Directions:
a) Copy everything in the article on the hospital pension plan from "The pension plan’s" down to "into the fund.".
b) According to the article on the hospital pension plan, why is the plan exempt from federal pension funding requirements and from participation in the Pension Benefit Guarantee Corporation?

Text:
==========

The pension plan’s troubles began in 2014, when Prospect Medical Holdings purchased CharterCARE Health Partners, which had been created by the merger of St. Joseph and Roger Williams Medical Center in 2011. A key provision of the acquisition agreement stipulated that the California-based for-profit company would have no liability for the pension plan in exchange for a $14 million payment into the fund.

Because the pension plan was founded by the Roman Catholic Church, it is considered a “church plan” and, as such, is exempt from federal pension funding requirements and participation in the Pension Benefit Guarantee Corporation (PBGC), which provides a safety net for insolvent private pension plans. According to the receivership petition, the plan is expected to lose religious exemption and begin owing PBGC premium payments in 2018.

“Our hearts go out to those affected by the receivership,” the Roman Catholic Diocese of Providence said in a statement. “It should be noted that no action by the Diocese resulted in the filing of this receivership … In fact, it is our understanding that the acquisition of the hospitals by Prospect/CharterCARE in 2014 left the pension funds in a very strong position.”

Although the $14 million payment increased the pension’s funding level to 90%, reports the Journal, it subsequently had to rely on investment earnings as CharterCARE and St. Joseph were closed down.

 “We find it really difficult to believe that the fund balance could have been 90% or 92% in July of 2014, and it’s now $43 million shy, which is why we think Prospect has got some explaining to do,” said the nurses’ union lawyer Chris Callaci, according to NBC 10 News. “We’d like to know where the diocese is, and what we believe is a moral obligation that is owed to these pensioners.”

==========

Information:
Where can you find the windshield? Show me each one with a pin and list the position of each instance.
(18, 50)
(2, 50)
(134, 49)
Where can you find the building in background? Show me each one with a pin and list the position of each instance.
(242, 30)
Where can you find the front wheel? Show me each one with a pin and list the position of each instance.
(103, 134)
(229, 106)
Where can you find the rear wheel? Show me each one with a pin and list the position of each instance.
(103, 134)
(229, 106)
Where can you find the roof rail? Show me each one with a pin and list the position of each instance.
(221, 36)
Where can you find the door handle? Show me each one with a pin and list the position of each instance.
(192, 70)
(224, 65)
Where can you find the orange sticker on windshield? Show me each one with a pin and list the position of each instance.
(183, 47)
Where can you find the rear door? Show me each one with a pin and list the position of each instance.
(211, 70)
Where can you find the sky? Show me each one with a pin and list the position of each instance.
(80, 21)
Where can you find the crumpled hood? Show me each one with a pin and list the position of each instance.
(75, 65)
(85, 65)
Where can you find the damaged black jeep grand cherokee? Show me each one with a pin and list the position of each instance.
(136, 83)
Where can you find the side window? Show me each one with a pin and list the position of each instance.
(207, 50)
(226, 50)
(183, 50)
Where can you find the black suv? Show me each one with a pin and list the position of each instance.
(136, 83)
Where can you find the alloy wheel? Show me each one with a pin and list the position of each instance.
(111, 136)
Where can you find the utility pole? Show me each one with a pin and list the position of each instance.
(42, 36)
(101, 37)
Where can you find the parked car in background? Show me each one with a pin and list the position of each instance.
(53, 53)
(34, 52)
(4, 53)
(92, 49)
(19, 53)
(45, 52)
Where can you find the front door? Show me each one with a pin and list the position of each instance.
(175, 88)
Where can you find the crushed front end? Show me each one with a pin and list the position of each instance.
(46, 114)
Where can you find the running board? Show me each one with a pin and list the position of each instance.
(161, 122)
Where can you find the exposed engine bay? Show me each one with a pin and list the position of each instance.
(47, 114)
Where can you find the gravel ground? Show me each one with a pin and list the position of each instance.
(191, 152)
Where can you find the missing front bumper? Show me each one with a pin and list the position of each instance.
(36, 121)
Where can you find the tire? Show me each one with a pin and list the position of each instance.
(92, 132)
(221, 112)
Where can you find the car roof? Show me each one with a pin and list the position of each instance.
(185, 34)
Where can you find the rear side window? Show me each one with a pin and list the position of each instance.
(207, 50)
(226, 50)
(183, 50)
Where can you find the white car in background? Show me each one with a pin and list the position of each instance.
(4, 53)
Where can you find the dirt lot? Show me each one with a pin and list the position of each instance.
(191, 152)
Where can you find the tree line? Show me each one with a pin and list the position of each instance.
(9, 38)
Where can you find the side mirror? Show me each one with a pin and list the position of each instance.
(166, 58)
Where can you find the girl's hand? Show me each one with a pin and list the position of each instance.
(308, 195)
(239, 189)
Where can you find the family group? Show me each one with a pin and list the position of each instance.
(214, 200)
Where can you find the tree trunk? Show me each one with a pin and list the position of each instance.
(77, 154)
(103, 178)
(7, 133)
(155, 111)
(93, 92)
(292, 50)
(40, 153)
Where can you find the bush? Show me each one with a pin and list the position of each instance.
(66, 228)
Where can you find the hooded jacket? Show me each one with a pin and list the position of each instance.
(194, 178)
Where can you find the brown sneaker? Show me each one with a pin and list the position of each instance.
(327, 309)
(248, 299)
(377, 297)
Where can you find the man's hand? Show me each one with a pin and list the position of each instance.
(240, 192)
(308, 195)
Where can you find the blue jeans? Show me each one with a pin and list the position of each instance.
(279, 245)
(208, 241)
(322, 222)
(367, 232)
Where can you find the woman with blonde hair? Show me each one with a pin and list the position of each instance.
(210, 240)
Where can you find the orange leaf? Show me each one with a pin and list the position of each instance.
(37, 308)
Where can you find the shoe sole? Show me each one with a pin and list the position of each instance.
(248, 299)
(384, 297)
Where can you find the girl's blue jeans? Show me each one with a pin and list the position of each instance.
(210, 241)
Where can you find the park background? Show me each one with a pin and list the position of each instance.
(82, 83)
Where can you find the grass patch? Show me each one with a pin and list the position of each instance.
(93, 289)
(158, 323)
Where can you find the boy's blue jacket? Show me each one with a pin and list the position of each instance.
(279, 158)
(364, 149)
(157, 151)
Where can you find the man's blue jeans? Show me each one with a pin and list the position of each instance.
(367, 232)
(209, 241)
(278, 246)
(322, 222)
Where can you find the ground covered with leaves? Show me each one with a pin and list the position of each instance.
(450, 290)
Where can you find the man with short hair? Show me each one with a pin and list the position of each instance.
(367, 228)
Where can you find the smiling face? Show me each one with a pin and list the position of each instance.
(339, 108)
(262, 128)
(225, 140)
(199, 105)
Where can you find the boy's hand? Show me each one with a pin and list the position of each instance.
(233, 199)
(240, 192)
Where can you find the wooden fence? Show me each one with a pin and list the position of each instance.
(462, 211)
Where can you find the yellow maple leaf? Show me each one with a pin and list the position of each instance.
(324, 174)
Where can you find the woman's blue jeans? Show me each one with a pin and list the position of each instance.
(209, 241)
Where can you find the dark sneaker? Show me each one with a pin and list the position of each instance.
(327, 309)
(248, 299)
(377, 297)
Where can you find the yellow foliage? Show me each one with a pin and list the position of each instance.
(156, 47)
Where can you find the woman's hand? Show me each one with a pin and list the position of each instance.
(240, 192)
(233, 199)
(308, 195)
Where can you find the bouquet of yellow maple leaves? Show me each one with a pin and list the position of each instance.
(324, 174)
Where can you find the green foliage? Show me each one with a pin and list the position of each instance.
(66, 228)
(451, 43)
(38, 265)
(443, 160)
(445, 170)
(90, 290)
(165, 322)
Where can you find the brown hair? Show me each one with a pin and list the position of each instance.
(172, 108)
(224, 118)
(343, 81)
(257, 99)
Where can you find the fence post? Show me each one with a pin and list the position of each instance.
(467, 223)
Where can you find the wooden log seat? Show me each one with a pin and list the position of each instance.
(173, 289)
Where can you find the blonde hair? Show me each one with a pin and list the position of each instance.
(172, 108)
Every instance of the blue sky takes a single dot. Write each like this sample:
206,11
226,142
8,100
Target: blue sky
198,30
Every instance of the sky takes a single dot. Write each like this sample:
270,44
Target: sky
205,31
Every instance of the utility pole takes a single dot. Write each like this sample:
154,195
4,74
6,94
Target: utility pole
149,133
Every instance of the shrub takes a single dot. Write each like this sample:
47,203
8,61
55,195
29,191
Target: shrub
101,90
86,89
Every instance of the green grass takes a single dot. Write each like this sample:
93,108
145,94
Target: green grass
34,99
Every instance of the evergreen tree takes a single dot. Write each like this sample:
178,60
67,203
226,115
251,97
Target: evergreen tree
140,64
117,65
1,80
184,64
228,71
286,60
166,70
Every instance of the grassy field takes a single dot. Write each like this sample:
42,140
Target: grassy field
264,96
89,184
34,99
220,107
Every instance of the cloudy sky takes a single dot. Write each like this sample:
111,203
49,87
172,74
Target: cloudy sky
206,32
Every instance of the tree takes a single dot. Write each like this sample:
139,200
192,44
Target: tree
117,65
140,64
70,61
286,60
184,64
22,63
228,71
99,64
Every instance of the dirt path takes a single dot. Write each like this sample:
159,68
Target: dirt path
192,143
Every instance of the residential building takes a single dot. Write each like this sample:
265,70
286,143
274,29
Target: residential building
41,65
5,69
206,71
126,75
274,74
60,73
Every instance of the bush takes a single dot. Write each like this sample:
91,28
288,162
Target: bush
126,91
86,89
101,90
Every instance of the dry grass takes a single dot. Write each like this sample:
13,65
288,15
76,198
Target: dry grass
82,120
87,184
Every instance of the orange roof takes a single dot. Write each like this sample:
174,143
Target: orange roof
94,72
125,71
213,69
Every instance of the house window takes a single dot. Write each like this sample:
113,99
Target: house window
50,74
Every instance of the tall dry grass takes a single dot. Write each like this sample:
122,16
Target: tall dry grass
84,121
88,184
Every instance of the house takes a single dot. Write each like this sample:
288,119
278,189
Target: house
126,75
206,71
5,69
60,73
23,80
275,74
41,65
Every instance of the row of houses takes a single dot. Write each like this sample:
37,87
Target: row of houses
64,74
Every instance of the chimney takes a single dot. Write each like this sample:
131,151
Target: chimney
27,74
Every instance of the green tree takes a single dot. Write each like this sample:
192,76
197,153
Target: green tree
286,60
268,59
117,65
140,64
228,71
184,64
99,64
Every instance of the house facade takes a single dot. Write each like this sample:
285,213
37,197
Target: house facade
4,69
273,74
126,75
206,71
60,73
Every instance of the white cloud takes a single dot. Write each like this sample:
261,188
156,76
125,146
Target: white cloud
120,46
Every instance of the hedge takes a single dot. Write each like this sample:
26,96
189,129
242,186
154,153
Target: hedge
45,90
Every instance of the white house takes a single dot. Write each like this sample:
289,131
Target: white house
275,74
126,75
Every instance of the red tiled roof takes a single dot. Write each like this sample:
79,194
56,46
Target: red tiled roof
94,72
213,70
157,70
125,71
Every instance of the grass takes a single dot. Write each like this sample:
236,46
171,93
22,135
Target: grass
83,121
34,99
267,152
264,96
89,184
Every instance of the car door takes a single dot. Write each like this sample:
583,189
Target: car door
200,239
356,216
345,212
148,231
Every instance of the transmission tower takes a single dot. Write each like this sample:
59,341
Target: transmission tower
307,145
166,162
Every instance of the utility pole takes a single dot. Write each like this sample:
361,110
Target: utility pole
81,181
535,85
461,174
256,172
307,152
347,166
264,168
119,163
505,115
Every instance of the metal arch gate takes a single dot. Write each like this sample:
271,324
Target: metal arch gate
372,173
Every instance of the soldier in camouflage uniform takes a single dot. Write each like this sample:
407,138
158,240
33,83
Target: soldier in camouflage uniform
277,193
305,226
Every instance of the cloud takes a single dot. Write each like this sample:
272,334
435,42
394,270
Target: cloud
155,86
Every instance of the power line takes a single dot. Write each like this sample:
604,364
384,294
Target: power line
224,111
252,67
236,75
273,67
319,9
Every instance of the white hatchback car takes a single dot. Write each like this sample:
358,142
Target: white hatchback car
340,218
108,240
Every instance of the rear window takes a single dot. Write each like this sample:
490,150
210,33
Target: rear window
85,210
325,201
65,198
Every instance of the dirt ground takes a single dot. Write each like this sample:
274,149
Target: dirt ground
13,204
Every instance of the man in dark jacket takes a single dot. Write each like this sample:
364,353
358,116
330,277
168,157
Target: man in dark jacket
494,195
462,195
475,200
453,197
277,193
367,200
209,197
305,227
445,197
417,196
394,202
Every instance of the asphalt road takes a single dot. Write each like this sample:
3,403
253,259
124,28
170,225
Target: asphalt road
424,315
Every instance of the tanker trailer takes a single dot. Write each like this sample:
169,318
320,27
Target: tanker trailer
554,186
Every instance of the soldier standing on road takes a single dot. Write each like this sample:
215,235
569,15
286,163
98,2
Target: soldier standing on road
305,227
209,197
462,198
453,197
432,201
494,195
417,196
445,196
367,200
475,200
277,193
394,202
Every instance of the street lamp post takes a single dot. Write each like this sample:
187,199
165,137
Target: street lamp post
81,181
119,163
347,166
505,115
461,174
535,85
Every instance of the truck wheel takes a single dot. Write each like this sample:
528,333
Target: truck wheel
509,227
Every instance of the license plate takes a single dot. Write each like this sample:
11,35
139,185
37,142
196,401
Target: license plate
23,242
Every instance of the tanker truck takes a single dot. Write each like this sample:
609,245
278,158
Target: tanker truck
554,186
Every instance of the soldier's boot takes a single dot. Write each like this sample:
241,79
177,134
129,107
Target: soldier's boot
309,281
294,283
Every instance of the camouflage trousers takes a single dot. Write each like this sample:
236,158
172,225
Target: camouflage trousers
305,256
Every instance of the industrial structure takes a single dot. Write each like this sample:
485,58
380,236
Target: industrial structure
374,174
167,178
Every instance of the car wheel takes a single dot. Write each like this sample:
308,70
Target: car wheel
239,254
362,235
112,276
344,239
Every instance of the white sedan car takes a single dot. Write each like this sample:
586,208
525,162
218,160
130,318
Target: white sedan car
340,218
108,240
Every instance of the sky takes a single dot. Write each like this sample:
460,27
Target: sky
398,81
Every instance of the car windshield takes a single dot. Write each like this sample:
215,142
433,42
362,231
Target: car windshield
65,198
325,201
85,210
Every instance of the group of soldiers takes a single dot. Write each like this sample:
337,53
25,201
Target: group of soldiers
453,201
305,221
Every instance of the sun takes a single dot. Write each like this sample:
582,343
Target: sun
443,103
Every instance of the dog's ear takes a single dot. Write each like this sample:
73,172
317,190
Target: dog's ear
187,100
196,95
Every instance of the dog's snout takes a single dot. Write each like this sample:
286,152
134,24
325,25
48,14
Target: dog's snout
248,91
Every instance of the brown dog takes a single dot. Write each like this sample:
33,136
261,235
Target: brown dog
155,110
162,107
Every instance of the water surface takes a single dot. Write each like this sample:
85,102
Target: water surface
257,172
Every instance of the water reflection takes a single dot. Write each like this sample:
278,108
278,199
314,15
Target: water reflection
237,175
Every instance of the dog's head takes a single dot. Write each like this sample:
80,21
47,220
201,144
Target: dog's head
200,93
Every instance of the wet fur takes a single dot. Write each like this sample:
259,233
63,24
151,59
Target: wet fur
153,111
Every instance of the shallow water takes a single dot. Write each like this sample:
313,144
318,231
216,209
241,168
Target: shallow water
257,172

==========

Solutions in order:
a)
The pension plan’s troubles began in 2014, when Prospect Medical Holdings purchased CharterCARE Health Partners, which had been created by the merger of St. Joseph and Roger Williams Medical Center in 2011. A key provision of the acquisition agreement stipulated that the California-based for-profit company would have no liability for the pension plan in exchange for a $14 million payment into the fund.

b) The Roman Catholic Church founded the plan, so it is considered a "church plan." As a church plan, it is exempt from those requirements and from participation in the PBGC.